--- RECORDS FOR THE TASK ---
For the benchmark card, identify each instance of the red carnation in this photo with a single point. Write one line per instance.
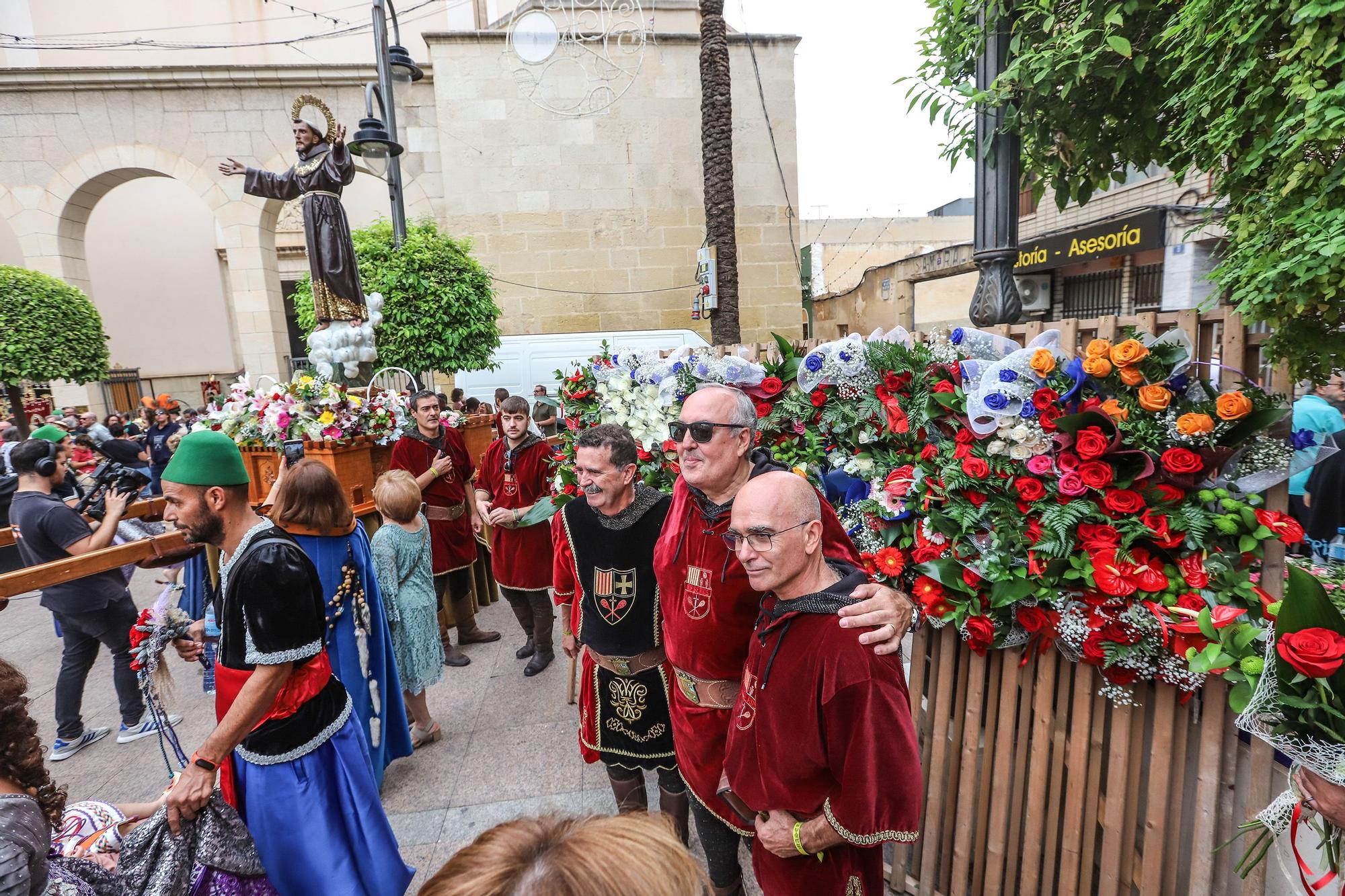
(1044, 397)
(1098, 536)
(1288, 529)
(1097, 474)
(1317, 653)
(1030, 489)
(981, 634)
(976, 467)
(1183, 462)
(1121, 502)
(1091, 442)
(1194, 571)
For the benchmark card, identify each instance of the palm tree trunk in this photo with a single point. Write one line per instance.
(718, 163)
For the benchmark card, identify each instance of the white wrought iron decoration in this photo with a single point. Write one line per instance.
(578, 57)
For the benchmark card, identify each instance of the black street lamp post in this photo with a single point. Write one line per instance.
(375, 140)
(996, 248)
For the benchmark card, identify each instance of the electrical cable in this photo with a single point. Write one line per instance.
(785, 184)
(594, 292)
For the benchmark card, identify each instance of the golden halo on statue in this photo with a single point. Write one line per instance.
(310, 100)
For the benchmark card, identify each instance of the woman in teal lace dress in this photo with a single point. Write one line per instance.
(403, 565)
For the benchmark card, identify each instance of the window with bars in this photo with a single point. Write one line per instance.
(1149, 287)
(1093, 295)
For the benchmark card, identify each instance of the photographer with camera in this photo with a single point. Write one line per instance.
(91, 610)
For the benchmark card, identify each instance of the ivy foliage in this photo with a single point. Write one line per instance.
(439, 304)
(49, 330)
(1249, 91)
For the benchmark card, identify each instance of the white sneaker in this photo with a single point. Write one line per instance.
(146, 728)
(68, 748)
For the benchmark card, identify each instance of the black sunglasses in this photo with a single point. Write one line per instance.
(701, 431)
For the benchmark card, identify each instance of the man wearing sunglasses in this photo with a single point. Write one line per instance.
(516, 474)
(822, 744)
(711, 607)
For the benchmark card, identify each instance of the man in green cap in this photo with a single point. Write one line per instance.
(291, 758)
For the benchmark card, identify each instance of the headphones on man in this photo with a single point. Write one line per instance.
(48, 466)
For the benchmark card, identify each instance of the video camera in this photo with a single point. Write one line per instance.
(111, 475)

--- STATED PROBLEM ---
Convert all of the records above into a JSON array of strings, one string per line with blank lines omitted, and leave out the pictures.

--- EXPECTED ANSWER ---
[
  "For the benchmark card, identify each instance of the red carnation in this photo with a single point. Write one line per instance.",
  "(1044, 397)",
  "(1098, 536)",
  "(1288, 529)",
  "(1097, 474)",
  "(1317, 653)",
  "(1030, 489)",
  "(981, 634)",
  "(976, 467)",
  "(1183, 462)",
  "(1121, 502)",
  "(1091, 442)",
  "(1194, 571)",
  "For the benchmark card, identify each instance of the palm tree trunk in this photo with a single point. Write one line per instance.",
  "(718, 163)",
  "For the benchmark card, identify each instance of the white wrought iron decoration in this photo with a single point. Write one line per instance.",
  "(578, 57)",
  "For the benchmark card, identify each instance of the black street lamp post in this photo with a single point. Write one line per instance.",
  "(375, 140)",
  "(996, 248)",
  "For the benchmark card, identify each instance of the electrical cable in this photo with a single point. Write one line per instance.",
  "(785, 184)",
  "(594, 292)",
  "For the benchmark card, identify each instance of the golden halo on statue in this photo with a single point. Write one line per instance.",
  "(310, 100)",
  "For the benchmark card, identify each instance of the woman in teal lace dress in this photo with a single point. Write one line per instance.",
  "(403, 565)",
  "For the benchmark card, identify each instance of the window with bars in this photo with a single point. Write one line per instance.",
  "(1149, 287)",
  "(1093, 295)",
  "For the benchmark card, identify each instance of the photographer with camera in this photo with a single point. Write one line per instance.",
  "(91, 610)",
  "For the benchmark card, identify each instance of the ivy foliage in this photo with a single point. Write one line per instance.",
  "(439, 304)",
  "(49, 330)",
  "(1249, 91)",
  "For the benchmark card, identify each instance of the white sneaker in this photo with a single point. Write one line per instance.",
  "(146, 728)",
  "(68, 748)",
  "For the benchmark card, identify each instance of the black sunglasses in this photo with a single point. Write one line per instance.",
  "(701, 431)",
  "For the benchmark card, identify each instance of the man wearing sunglasses in this photo with a single point. Write one line per instance.",
  "(516, 474)",
  "(822, 744)",
  "(711, 607)",
  "For the benchmark card, identify each instance of the man in green cap in this photo with a single point. Write one line per instance.",
  "(291, 758)",
  "For the benchmark card, identify each instance of the headphones on man in this photo with a single point. Write one line per instance.",
  "(48, 466)",
  "For the benchmark card, identify each instance of the video camera in this photo with a single point. Write one line per instance.",
  "(111, 475)"
]